-- DATA SHOWN --
[BEGIN]
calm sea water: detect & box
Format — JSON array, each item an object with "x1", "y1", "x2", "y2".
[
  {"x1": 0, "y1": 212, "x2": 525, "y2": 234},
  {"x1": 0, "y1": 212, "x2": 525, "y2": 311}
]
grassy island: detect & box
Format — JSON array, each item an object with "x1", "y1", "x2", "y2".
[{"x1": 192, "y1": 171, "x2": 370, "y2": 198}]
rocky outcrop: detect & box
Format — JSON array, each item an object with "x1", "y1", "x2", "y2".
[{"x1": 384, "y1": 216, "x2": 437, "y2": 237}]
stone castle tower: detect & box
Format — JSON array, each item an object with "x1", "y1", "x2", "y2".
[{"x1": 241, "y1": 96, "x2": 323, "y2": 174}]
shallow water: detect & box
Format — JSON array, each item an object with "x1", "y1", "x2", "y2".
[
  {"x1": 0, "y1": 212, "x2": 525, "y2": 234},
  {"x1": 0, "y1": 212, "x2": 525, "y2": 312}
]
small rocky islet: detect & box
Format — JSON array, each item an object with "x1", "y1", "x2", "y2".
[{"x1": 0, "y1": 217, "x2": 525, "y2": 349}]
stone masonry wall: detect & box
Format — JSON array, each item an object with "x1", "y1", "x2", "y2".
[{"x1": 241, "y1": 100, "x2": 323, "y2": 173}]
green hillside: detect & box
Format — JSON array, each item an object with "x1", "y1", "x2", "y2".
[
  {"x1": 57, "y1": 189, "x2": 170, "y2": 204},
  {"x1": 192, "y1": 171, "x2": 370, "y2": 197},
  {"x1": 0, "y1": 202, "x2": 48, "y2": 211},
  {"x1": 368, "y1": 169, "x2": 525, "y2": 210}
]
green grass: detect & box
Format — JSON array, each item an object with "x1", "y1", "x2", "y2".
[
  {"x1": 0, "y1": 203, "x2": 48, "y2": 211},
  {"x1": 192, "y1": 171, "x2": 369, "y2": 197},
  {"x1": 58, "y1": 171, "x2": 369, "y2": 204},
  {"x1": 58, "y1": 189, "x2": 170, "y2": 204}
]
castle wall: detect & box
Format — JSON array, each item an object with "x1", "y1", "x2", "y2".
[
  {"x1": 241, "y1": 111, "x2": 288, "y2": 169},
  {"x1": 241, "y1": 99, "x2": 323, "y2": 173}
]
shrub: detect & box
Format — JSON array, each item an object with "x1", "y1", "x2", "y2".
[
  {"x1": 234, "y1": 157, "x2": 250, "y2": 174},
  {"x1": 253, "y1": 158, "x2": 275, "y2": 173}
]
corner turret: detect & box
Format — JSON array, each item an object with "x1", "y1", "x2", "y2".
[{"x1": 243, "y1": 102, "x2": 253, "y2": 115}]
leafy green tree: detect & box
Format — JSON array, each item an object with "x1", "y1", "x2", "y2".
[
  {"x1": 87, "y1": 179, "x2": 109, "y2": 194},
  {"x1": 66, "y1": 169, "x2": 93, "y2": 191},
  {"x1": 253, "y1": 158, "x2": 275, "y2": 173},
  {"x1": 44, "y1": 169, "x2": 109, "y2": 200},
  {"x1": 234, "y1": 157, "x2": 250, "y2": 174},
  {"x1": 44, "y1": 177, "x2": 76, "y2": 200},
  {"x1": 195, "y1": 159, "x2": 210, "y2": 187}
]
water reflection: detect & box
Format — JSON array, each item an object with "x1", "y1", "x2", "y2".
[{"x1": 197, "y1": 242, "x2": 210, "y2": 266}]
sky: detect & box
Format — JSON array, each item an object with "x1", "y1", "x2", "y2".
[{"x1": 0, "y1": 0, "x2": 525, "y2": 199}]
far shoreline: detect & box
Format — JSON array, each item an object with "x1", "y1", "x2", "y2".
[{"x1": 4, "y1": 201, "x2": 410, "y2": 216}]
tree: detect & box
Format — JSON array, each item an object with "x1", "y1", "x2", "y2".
[END]
-- TO DO --
Please express the lines as a numbered list, starting with the line that contains "corner turret: detect & box" and continuing up to and including the final line above, with any blank lines left out.

-- ANSWER TO THE TASK --
1. corner turret: detect & box
2. Format — JSON array, each item an object with "x1", "y1", "x2", "y2".
3. [{"x1": 243, "y1": 102, "x2": 253, "y2": 115}]
4. leafy green tree: detect & box
5. Format — JSON array, each item an object with "x1", "y1", "x2", "y2".
6. [
7.   {"x1": 87, "y1": 179, "x2": 109, "y2": 194},
8.   {"x1": 66, "y1": 169, "x2": 93, "y2": 191},
9.   {"x1": 253, "y1": 158, "x2": 275, "y2": 173},
10.   {"x1": 44, "y1": 169, "x2": 109, "y2": 200},
11.   {"x1": 234, "y1": 157, "x2": 250, "y2": 174},
12.   {"x1": 44, "y1": 177, "x2": 76, "y2": 200},
13.   {"x1": 195, "y1": 159, "x2": 210, "y2": 187}
14. ]
15. water reflection: detect & box
16. Format — JSON array, each item an object with "x1", "y1", "x2", "y2".
17. [{"x1": 197, "y1": 242, "x2": 210, "y2": 266}]
18. sky: detect & box
19. Format — JSON array, each item an object with "x1", "y1", "x2", "y2".
20. [{"x1": 0, "y1": 0, "x2": 525, "y2": 199}]
21. far shoreline: detect & box
22. Format — JSON array, each item an object with "x1", "y1", "x2", "y2".
23. [{"x1": 4, "y1": 201, "x2": 410, "y2": 216}]
24. tree: detect & box
25. Format — JSON array, each item an object with "x1", "y1", "x2", "y2".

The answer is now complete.